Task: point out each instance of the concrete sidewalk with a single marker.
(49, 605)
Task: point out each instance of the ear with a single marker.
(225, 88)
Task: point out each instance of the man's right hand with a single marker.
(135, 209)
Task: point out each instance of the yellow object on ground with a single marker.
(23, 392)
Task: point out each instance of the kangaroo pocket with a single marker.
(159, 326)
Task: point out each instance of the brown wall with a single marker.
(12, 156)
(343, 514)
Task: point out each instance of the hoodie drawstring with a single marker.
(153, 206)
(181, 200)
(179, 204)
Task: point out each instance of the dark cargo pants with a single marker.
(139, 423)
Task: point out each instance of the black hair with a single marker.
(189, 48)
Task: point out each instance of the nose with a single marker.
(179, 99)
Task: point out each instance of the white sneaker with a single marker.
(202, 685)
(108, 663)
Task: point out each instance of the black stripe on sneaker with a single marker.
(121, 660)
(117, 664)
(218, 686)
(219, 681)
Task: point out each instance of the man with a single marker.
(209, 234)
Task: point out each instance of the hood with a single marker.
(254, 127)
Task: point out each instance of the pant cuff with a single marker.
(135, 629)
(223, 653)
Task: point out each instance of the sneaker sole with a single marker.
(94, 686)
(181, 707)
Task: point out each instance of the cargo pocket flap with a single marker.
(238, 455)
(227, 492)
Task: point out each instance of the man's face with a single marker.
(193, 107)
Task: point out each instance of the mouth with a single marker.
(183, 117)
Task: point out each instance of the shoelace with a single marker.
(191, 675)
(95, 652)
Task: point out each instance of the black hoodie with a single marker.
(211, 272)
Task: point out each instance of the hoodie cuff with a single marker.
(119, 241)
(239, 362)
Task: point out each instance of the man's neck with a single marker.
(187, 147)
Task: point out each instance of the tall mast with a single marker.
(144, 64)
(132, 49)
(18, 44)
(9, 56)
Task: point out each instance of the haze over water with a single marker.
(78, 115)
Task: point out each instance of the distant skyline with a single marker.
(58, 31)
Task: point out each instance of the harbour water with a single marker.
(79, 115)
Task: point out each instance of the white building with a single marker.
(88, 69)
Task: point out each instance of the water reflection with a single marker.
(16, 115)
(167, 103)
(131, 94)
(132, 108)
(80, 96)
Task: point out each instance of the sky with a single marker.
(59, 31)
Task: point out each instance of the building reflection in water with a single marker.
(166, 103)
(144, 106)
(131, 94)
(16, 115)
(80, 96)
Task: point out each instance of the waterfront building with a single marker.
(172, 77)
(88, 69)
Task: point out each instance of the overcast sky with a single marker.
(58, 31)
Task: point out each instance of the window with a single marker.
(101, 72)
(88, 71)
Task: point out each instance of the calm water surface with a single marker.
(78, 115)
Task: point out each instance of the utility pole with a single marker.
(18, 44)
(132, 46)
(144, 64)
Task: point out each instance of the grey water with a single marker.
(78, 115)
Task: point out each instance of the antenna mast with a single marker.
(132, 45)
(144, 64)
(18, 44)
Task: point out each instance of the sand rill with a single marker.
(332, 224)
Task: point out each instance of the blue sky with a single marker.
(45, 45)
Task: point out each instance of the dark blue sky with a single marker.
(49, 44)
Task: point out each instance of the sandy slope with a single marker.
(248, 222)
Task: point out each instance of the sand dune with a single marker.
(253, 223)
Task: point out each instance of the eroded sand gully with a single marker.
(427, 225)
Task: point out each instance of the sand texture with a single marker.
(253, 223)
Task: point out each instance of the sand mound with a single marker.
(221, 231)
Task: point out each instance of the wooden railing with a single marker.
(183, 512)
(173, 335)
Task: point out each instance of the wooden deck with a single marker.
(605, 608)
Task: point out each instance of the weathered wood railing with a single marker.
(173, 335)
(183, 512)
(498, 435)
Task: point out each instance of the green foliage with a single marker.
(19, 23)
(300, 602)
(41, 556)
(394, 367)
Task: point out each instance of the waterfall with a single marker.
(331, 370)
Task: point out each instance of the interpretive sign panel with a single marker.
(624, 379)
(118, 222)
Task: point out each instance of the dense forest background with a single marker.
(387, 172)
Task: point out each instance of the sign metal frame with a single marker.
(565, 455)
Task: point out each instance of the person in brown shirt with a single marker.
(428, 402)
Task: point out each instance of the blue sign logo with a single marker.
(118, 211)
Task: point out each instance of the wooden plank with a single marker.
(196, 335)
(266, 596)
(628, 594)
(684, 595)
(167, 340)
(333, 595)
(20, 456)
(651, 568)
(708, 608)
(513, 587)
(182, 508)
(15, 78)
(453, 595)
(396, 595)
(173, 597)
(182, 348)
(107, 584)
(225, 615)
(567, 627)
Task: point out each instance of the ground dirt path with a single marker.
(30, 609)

════════

> Exercise description
Output the full listing without altering anything.

> Output for this task
Task: point out each instance of the concrete sidewalk with a single marker.
(49, 605)
Task: point out each instance of the ear with a single marker.
(225, 88)
Task: point out each instance of the man's right hand with a single marker.
(135, 209)
Task: point out each instance of the yellow object on ground with a single marker.
(23, 392)
Task: point out each instance of the kangaroo pocket with a single marker.
(159, 326)
Task: point out each instance of the brown wall with a single marker.
(12, 156)
(343, 514)
Task: point out each instance of the hoodie drawstring with a single marker.
(153, 206)
(181, 200)
(179, 204)
Task: point out each instance of the dark cargo pants with a single marker.
(139, 423)
Task: point out each instance of the black hair with a single marker.
(189, 48)
Task: point out each instance of the nose with a single marker.
(179, 99)
Task: point out each instance of the white sneaker with a single marker.
(202, 685)
(108, 663)
Task: point out each instance of the black stripe on sneaker with a single marker.
(121, 660)
(117, 664)
(218, 686)
(219, 681)
Task: point out each instance of the man with a single marker.
(209, 234)
Task: point out each instance of the hood with a single marker.
(254, 127)
Task: point out each instance of the pant cuff with a single marker.
(135, 629)
(223, 653)
Task: point out each instance of the sneaker sole with a single marker.
(94, 686)
(181, 707)
Task: point out each instance of the cargo pocket flap with a single marker.
(238, 455)
(227, 492)
Task: point out each instance of the man's face with a single marker.
(193, 107)
Task: point out each instance of the mouth with a single marker.
(183, 117)
Task: point out each instance of the shoelace with a single marker.
(191, 675)
(95, 652)
Task: point out each instance of the black hoodie with a single marker.
(211, 272)
Task: point out each instance of the hoodie cuff with a single marker.
(119, 241)
(239, 362)
Task: point out each instance of the man's neck with a single marker.
(187, 147)
Task: point out each instance of the tall mast with a single marker.
(144, 64)
(132, 49)
(18, 44)
(9, 56)
Task: point out each instance of the haze over water with a single marker.
(78, 115)
Task: point out each instance of the distant skyline with a single marker.
(58, 31)
Task: point out each instance of the harbour water with a single marker.
(79, 115)
Task: point out each instance of the white building with a single marker.
(88, 69)
Task: point out each instance of the water reflection with a single marker.
(16, 115)
(167, 103)
(131, 94)
(132, 108)
(80, 96)
Task: point out each instance of the sky with a single marker.
(59, 31)
Task: point out each instance of the building reflection in water with a single marker.
(166, 103)
(144, 106)
(131, 94)
(16, 115)
(80, 96)
Task: point out each instance of the waterfront building with a single marker.
(172, 77)
(88, 69)
Task: point out each instance of the overcast sky with a single marker.
(58, 31)
Task: point out each instance of the window with a single marker.
(101, 72)
(88, 71)
Task: point out each instance of the calm water surface with a single marker.
(78, 115)
Task: point out each instance of the utility pole with a single marker.
(18, 44)
(132, 46)
(144, 64)
Task: point out each instance of the grey water with a single marker.
(78, 115)
Task: point out each instance of the antenna mast with a single marker.
(132, 45)
(144, 64)
(18, 44)
Task: point out each instance of the sand rill with a single marker.
(332, 224)
Task: point out each instance of the blue sky with a single marker.
(45, 45)
Task: point out each instance of the dark blue sky with a single marker.
(49, 44)
Task: point out each instance of the sandy slope with a single marker.
(248, 222)
Task: point out each instance of the sand dune with a single marker.
(253, 223)
Task: point out each instance of the eroded sand gully with a single marker.
(427, 225)
Task: point out each instance of the sand texture with a single marker.
(253, 223)
Task: point out each instance of the sand mound with a single marker.
(221, 231)
Task: point out each instance of the wooden railing with a single marker.
(183, 512)
(173, 335)
Task: point out each instance of the wooden deck with a single marker.
(605, 608)
Task: point out each instance of the weathered wood railing with a single marker.
(173, 335)
(183, 512)
(498, 435)
Task: point out each instance of the green foliage with a single marker.
(19, 23)
(300, 602)
(41, 556)
(394, 367)
Task: point out each instance of the waterfall with a single marker.
(331, 370)
Task: point out each instance of the interpretive sign panel with a single marker.
(624, 379)
(118, 222)
Task: point out each instance of the dense forest background with a single marker.
(387, 172)
Task: point out each instance of the sign metal frame with a single marker.
(565, 455)
Task: point out each instance of the person in brown shirt with a single marker.
(428, 402)
Task: point out each instance of the blue sign logo with a single marker.
(118, 211)
Task: point out each instance of the wooden plank with a single marker.
(196, 335)
(266, 596)
(628, 594)
(684, 595)
(167, 340)
(333, 595)
(20, 456)
(651, 568)
(708, 608)
(513, 587)
(182, 508)
(15, 78)
(453, 595)
(396, 595)
(173, 597)
(182, 348)
(107, 584)
(225, 615)
(567, 627)
Task: point out each instance of the ground dirt path with a single marker.
(30, 609)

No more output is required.